§ **DIRECTIONS FOR THIS TASK**
Tally the lines of the records that contain the string "below" and report only the resulting number.

§ **EXTRACTED INFORMATION**
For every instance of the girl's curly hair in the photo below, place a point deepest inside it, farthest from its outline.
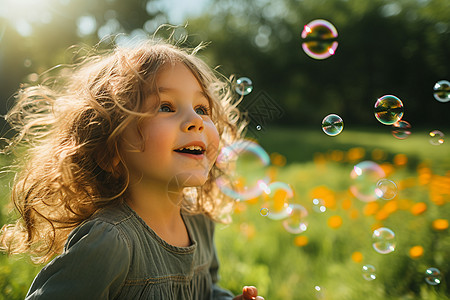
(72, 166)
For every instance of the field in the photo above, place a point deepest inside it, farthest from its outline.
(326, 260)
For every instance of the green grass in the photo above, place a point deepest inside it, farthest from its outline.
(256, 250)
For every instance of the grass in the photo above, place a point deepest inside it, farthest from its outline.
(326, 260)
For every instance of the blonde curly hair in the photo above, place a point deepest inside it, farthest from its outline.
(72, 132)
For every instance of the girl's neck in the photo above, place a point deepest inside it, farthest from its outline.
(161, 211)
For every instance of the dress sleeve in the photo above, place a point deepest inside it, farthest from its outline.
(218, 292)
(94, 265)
==
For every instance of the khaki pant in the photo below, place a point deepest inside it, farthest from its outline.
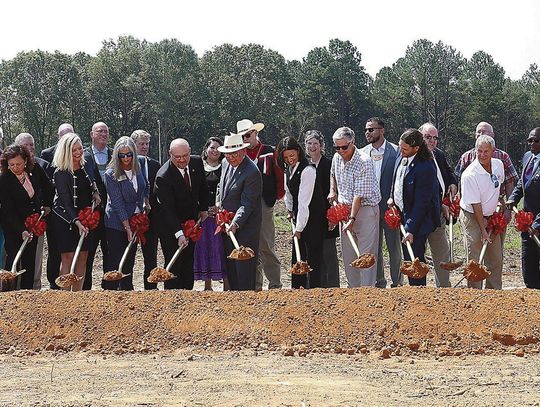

§ **SOLUTION FOR THIS PROBLEM**
2